● Task item A: Quote the BPE tokenization post from "In the previous" to "often abstracted away.".
● Task item B: Extend the post on BPE tokenization, beginning after its last sentence.

● Quoted passage:
How Tokenization Works: BPE and the Algorithm Behind Your LLM

Every time you send a message to GPT-4 or Claude, an algorithm from 1994 decides how much you'll pay.

That algorithm is Byte Pair Encoding — BPE for short. It's not glamorous, but it's running under the hood of nearly every modern LLM. Once you understand how it works, a lot of tokenization mysteries start making sense.

Why You Should Care About the Algorithm

In the previous post, we covered what tokens are and why they matter for costs. But we left a question hanging: how does the tokenizer decide that "playing" becomes ['play', 'ing'] instead of ['pla', 'ying'] or just ['playing']?

The answer is BPE. And understanding it helps you:

Debug weird tokenization behavior
Understand why newer models are more efficient
Know why some text costs more than expected
Make sense of vocabulary sizes like "50,257" or "200,000"

A note on model references

This post mentions GPT-2, GPT-4, and GPT-4o rather than the very latest releases. That's intentional.

Tokenization internals — vocabulary size, merge strategies, encodings — are only reliable when publicly documented or verifiable via tooling like tiktoken. For newer models, those details are often abstracted away.

The core mechanics haven't changed: modern models still use subword vocabularies learned via BPE, and newer encodings generally expand vocabulary to reduce token counts (especially for code and multilingual text).

Model names evolve. The principles here stay accurate.

● Data records:

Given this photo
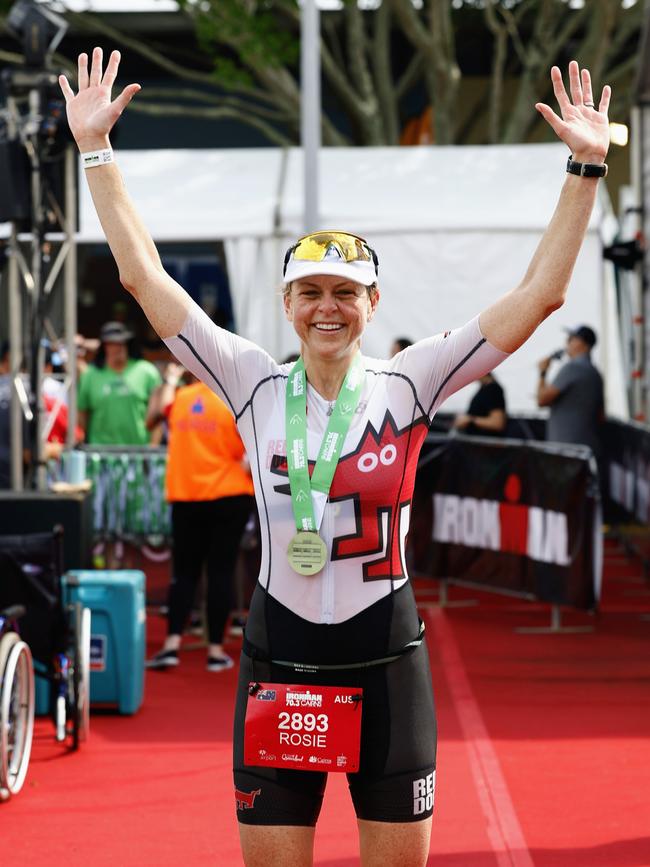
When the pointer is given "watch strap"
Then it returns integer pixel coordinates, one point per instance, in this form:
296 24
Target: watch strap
586 170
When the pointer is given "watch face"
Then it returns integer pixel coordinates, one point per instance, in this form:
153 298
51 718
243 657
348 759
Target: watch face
586 170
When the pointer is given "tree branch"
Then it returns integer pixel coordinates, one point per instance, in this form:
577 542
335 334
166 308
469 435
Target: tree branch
386 90
357 59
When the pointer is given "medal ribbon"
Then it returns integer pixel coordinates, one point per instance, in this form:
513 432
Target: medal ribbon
300 484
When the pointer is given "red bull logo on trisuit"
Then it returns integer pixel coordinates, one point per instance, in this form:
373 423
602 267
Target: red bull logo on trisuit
246 800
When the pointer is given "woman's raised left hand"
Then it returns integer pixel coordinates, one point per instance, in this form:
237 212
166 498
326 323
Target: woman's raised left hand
583 125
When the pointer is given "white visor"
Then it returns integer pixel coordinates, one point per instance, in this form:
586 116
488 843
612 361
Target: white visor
359 271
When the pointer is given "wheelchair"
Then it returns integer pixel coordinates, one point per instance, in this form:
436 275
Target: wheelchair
58 635
16 703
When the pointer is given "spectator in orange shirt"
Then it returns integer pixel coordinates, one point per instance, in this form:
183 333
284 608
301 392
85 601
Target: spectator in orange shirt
210 489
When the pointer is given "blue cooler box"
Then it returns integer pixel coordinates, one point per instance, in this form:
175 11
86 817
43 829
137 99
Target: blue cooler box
116 599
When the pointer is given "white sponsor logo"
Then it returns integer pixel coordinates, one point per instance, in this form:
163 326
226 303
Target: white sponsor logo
630 488
329 446
483 524
424 793
353 379
267 757
298 384
299 454
304 699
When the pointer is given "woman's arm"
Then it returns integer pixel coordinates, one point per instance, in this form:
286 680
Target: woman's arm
91 116
585 130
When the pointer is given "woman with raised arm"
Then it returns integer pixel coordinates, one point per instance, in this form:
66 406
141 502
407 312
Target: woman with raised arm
334 671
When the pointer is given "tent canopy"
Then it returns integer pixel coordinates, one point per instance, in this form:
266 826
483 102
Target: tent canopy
454 228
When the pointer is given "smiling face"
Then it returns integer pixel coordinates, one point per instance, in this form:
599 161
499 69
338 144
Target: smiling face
329 314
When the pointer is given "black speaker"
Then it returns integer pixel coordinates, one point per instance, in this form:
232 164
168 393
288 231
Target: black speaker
15 171
41 511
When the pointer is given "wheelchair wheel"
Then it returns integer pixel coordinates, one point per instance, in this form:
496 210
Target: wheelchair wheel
16 713
81 676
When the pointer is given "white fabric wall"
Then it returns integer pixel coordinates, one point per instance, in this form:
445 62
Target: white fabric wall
454 228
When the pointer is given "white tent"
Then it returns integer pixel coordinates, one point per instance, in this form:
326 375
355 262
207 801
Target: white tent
454 227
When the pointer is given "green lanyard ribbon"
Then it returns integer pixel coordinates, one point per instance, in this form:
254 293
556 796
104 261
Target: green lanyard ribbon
300 484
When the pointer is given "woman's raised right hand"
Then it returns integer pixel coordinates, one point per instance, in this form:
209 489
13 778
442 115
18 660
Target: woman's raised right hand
91 114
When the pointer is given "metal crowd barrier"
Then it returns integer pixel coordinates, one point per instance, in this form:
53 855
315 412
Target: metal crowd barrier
128 493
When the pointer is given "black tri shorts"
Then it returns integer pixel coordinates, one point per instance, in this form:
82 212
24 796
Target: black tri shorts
396 777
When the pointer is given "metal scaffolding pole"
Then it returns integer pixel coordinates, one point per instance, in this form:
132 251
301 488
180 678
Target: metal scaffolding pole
70 287
310 108
15 362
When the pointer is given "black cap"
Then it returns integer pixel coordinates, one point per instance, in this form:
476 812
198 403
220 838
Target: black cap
115 332
585 333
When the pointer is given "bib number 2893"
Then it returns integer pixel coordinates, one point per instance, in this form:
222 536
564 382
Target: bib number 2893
303 727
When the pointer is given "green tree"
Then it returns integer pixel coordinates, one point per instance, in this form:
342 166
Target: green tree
373 63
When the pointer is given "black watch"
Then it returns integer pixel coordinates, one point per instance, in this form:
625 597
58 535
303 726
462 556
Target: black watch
586 170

● Final answer A:
In the previous post, we covered what tokens are and why they matter for costs. But we left a question hanging: how does the tokenizer decide that "playing" becomes ['play', 'ing'] instead of ['pla', 'ying'] or just ['playing']?

The answer is BPE. And understanding it helps you:

Debug weird tokenization behavior
Understand why newer models are more efficient
Know why some text costs more than expected
Make sense of vocabulary sizes like "50,257" or "200,000"

A note on model references

This post mentions GPT-2, GPT-4, and GPT-4o rather than the very latest releases. That's intentional.

Tokenization internals — vocabulary size, merge strategies, encodings — are only reliable when publicly documented or verifiable via tooling like tiktoken. For newer models, those details are often abstracted away.

● Final answer B:
A Brief History

BPE wasn't invented for language models. Philip Gage introduced it in 1994 as a data compression technique — a way to shrink files by replacing common byte sequences with shorter codes.

In 2015, researchers adapted it for machine translation. The insight: instead of compressing files, use BPE to break words into subword pieces. This let translation models handle rare and compound words without an exploding vocabulary.

Then OpenAI used it for GPT. And GPT-2. And GPT-3. And GPT-4. Today, nearly every major LLM — GPT, Claude, LLaMA, Mistral — uses some form of BPE.

How BPE Works: The Core Idea

BPE has two phases:

Training — Learn which character pairs to merge by analyzing a corpus
Tokenization — Apply those learned merges to new text

The training phase is where the magic happens. Let's walk through it.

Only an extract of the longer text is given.